[Dataset entries]
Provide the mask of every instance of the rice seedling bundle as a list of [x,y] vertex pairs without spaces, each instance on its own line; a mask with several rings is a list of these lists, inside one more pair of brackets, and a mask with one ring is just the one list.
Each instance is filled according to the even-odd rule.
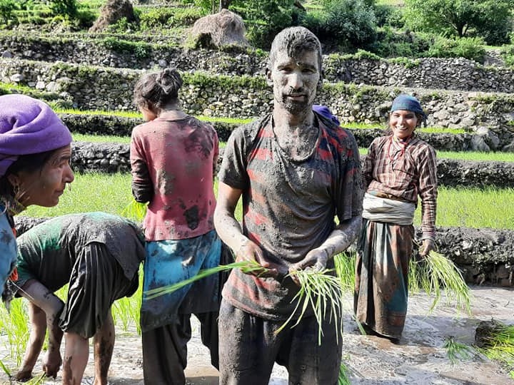
[[456,341],[453,337],[445,340],[443,347],[446,350],[446,355],[452,364],[458,361],[469,359],[475,355],[473,347]]
[[421,261],[410,260],[409,290],[420,289],[433,297],[428,309],[431,312],[444,292],[446,303],[453,303],[458,311],[471,314],[471,294],[462,274],[455,264],[442,254],[431,251]]
[[475,341],[479,351],[502,364],[514,379],[514,325],[495,320],[482,322],[477,327]]
[[[232,269],[241,269],[243,272],[246,274],[254,272],[263,274],[267,270],[255,260],[221,265],[211,269],[201,270],[194,277],[173,284],[147,290],[144,292],[143,295],[146,299],[151,299],[161,295],[172,293],[213,274]],[[293,299],[293,301],[296,300],[296,306],[289,318],[276,330],[276,333],[279,333],[290,323],[292,323],[295,314],[297,314],[297,311],[299,311],[300,315],[291,327],[296,326],[310,305],[319,327],[318,343],[321,344],[323,336],[321,327],[323,321],[327,317],[329,322],[333,323],[336,327],[338,341],[339,337],[343,335],[343,291],[339,278],[331,275],[332,272],[333,270],[307,269],[296,270],[289,274],[289,275],[294,275],[300,283],[300,289]]]
[[296,306],[289,318],[275,333],[278,334],[283,330],[293,320],[296,311],[300,309],[300,315],[291,328],[298,324],[306,310],[311,305],[318,326],[318,343],[321,344],[322,325],[327,316],[329,322],[333,323],[336,328],[336,339],[339,341],[339,337],[343,337],[343,291],[339,278],[331,275],[332,272],[331,269],[306,269],[289,273],[289,275],[295,276],[300,283],[300,290],[293,299],[293,301],[296,299]]

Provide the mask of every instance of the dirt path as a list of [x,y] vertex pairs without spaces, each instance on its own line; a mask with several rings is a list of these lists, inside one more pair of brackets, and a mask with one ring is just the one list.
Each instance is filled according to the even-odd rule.
[[[349,368],[351,384],[513,384],[505,370],[481,356],[452,365],[443,348],[445,339],[453,336],[458,341],[471,344],[478,322],[495,318],[514,323],[514,290],[501,288],[473,287],[473,317],[455,317],[454,309],[440,306],[426,315],[430,299],[425,295],[411,295],[403,337],[399,345],[370,336],[361,336],[350,316],[345,319],[343,358]],[[348,304],[350,302],[348,297]],[[209,362],[208,354],[201,342],[198,324],[194,323],[193,337],[188,344],[188,384],[214,385],[218,373]],[[3,346],[2,346],[3,349]],[[86,371],[84,384],[91,383],[92,354]],[[36,367],[40,367],[38,366]],[[109,381],[112,384],[142,385],[141,352],[139,337],[119,334]],[[59,384],[57,381],[45,384]],[[0,384],[9,384],[5,374]],[[275,366],[272,385],[287,385],[287,372]],[[308,384],[306,384],[308,385]]]

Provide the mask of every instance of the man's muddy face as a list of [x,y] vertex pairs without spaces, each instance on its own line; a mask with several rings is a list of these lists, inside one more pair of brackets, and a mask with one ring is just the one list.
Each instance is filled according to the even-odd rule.
[[311,108],[321,80],[318,54],[305,51],[291,58],[281,51],[268,77],[273,81],[275,101],[286,111],[294,113]]

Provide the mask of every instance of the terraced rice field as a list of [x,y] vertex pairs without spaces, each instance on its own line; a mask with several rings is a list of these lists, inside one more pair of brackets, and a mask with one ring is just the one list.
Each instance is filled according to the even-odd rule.
[[[381,0],[381,2],[394,5],[403,3],[399,0]],[[87,1],[89,9],[94,13],[104,3],[101,0]],[[161,6],[157,1],[148,3],[138,6],[142,12],[148,12]],[[174,5],[178,6],[180,4]],[[98,126],[95,124],[78,123],[76,130],[73,133],[74,141],[126,145],[130,140],[126,123],[123,123],[123,132],[116,133],[116,130],[120,129],[121,123],[116,123],[118,120],[114,119],[133,119],[134,121],[141,119],[140,114],[134,111],[130,98],[133,82],[143,71],[156,70],[159,66],[178,65],[179,69],[187,71],[185,73],[187,84],[184,88],[189,93],[184,95],[184,109],[212,122],[216,128],[219,126],[220,138],[226,140],[231,127],[246,123],[252,116],[260,115],[256,113],[266,111],[266,106],[262,106],[258,102],[261,100],[259,98],[263,98],[263,95],[267,92],[266,86],[262,86],[265,84],[262,73],[258,71],[259,66],[264,60],[262,53],[256,53],[256,57],[247,60],[243,54],[236,58],[230,53],[203,52],[202,54],[206,57],[213,58],[211,61],[191,62],[188,58],[193,53],[183,52],[180,46],[181,38],[186,36],[186,31],[184,26],[146,34],[49,33],[43,27],[30,34],[23,29],[14,31],[0,30],[0,53],[9,51],[12,56],[9,58],[4,55],[5,58],[0,59],[0,66],[4,68],[0,71],[0,78],[2,78],[0,93],[16,92],[43,98],[55,107],[59,113],[63,116],[66,115],[70,120],[78,121],[80,115],[105,115],[110,122],[115,122],[105,125],[113,130],[112,133],[107,135],[104,131],[96,132]],[[119,44],[114,49],[112,44],[116,41],[125,42],[124,48],[120,48]],[[46,51],[41,47],[46,47]],[[55,47],[59,47],[59,49]],[[176,56],[169,56],[166,53],[167,51],[173,51]],[[182,68],[180,64],[187,66],[187,68]],[[237,71],[235,68],[238,68]],[[247,73],[244,73],[245,68],[247,68]],[[220,73],[223,73],[223,76]],[[203,81],[206,82],[205,86],[202,83]],[[220,93],[224,99],[218,98],[219,95],[215,91],[218,89],[216,87],[226,90],[225,93]],[[237,87],[243,91],[238,91],[239,93],[237,95],[231,94],[230,90],[232,87]],[[353,130],[356,129],[356,127],[365,130],[383,125],[380,117],[372,116],[373,114],[370,114],[369,119],[363,119],[362,121],[355,118],[358,115],[356,115],[357,105],[359,108],[362,107],[359,101],[356,99],[359,95],[378,95],[383,96],[384,99],[381,101],[386,102],[392,94],[402,91],[428,96],[426,96],[427,102],[434,103],[441,95],[455,100],[478,98],[470,95],[468,89],[453,89],[450,91],[430,87],[398,88],[347,84],[335,78],[326,81],[324,87],[326,93],[323,94],[325,98],[321,101],[334,111],[341,112],[341,120]],[[341,89],[347,93],[348,100],[355,99],[353,104],[350,103],[355,111],[352,112],[352,108],[347,108],[343,103],[331,103],[331,99],[327,96],[332,95],[331,92],[336,92],[333,90]],[[485,96],[480,97],[490,98],[491,105],[495,103],[498,104],[507,97],[505,93],[495,93],[490,89],[474,90],[473,92],[480,93],[482,91],[485,93]],[[378,108],[378,106],[376,107]],[[425,135],[441,133],[440,127],[433,125],[425,130]],[[442,131],[454,135],[471,135],[478,129],[478,127],[468,125],[464,128],[445,127]],[[223,145],[222,143],[221,147]],[[361,155],[366,155],[366,145],[361,145]],[[440,159],[483,162],[480,165],[483,165],[484,168],[492,167],[493,170],[497,165],[493,162],[505,165],[514,162],[514,153],[510,152],[439,150],[438,155]],[[216,183],[214,185],[215,189],[217,188]],[[53,217],[69,212],[96,210],[123,214],[124,209],[131,200],[130,175],[127,173],[79,173],[71,190],[66,192],[57,207],[49,209],[31,207],[24,214],[31,217]],[[443,227],[498,229],[505,230],[507,236],[514,237],[513,202],[514,185],[473,188],[465,185],[443,186],[440,189],[438,202],[437,225]],[[419,220],[418,209],[415,225],[418,225]],[[505,265],[505,261],[502,262]],[[514,260],[510,262],[514,262]],[[504,322],[512,322],[514,312],[508,299],[513,294],[511,288],[473,287],[473,292],[477,298],[473,314],[457,318],[451,307],[444,306],[430,317],[427,316],[425,309],[429,299],[422,294],[413,295],[408,316],[409,321],[405,339],[400,346],[384,345],[383,342],[371,337],[366,339],[360,336],[351,320],[348,309],[348,317],[345,319],[346,335],[343,341],[343,360],[350,368],[351,383],[512,383],[504,368],[483,357],[473,357],[453,365],[445,356],[442,346],[445,339],[450,335],[457,336],[469,344],[473,343],[472,334],[478,319],[494,317]],[[111,366],[113,384],[142,384],[138,337],[140,299],[141,288],[131,298],[119,301],[114,309],[118,335],[114,361]],[[348,294],[350,303],[351,299]],[[28,338],[27,318],[24,310],[26,304],[20,299],[13,304],[11,314],[8,314],[4,309],[0,309],[0,346],[2,346],[0,360],[5,365],[5,370],[10,372],[19,364]],[[217,384],[217,373],[205,365],[206,361],[206,351],[201,346],[198,336],[195,335],[191,344],[188,369],[191,384]],[[90,362],[86,376],[92,375],[91,369],[92,364]],[[286,374],[283,369],[276,366],[270,384],[286,384],[285,378]],[[8,382],[8,376],[0,371],[0,383]]]

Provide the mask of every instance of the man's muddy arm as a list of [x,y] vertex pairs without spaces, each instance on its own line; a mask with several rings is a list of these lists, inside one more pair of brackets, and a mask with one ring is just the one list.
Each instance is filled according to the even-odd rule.
[[43,347],[46,332],[46,314],[32,302],[29,302],[29,319],[31,323],[30,337],[21,366],[14,374],[16,381],[26,381],[32,376],[32,370]]

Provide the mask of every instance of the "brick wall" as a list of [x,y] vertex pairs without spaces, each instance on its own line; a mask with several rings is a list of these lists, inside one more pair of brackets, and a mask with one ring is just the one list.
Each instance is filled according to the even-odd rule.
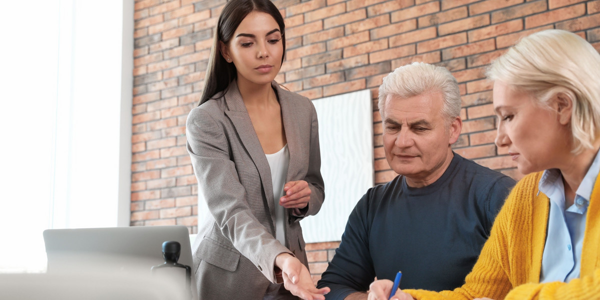
[[[135,4],[131,224],[182,224],[197,232],[196,178],[185,118],[202,91],[212,28],[224,0],[141,0]],[[287,51],[277,80],[310,98],[370,89],[376,183],[389,181],[377,87],[410,61],[444,65],[463,95],[460,155],[515,178],[494,145],[496,120],[486,65],[520,37],[571,31],[600,49],[600,0],[275,0]],[[337,242],[307,245],[317,280]]]

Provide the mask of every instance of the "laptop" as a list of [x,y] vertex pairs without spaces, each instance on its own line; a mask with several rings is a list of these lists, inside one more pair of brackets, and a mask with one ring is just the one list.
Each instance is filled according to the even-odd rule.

EXERCISE INSTRUCTIONS:
Rewrite the stretch from the line containing "Provide the mask of every instance of the man's muddy arm" through the end of the items, replacing "vertex pairs" with "coordinate pairs" and keeping everything else the same. Leave the pictures out of your answer.

EXPECTED ANSWER:
Provide the mask of every instance of the man's muddy arm as a list of [x,y] coordinate pairs without spaces, each instance on its own line; a mask with several rings is a list of these lists, inside one more pair of brackets, and a mask with one ring is just the one list.
Each instance is filled according to the even-odd rule.
[[43,347],[46,332],[46,314],[32,302],[29,302],[29,319],[31,323],[30,337],[21,366],[14,374],[16,381],[26,381],[32,376],[32,370]]

Provide the mask of every instance of the "brick wall" as a list of [x,y] coordinate pairs without spaces, each instance on its own line; a mask with several rings is a list of these lists, inside one more pair of brackets, and a mask with one ring is just the one list.
Each instance is filled according to the even-odd rule.
[[[135,4],[131,224],[182,224],[197,232],[196,178],[185,118],[202,91],[212,28],[224,0],[141,0]],[[287,51],[277,80],[310,98],[370,89],[376,183],[389,181],[377,87],[410,61],[444,65],[463,95],[460,155],[515,178],[494,145],[496,120],[486,65],[520,37],[571,31],[600,49],[600,0],[275,0]],[[337,242],[307,245],[317,280]]]

Provide the mask of every instance of the "laptop" as a list of [x,y] coordinate pairs without spaces, each instance on its own line; a mask with several rings is a list of these lists, inside one more pair of brackets, and a mask with one ring is just the one list.
Each instance is filled according to the even-odd rule.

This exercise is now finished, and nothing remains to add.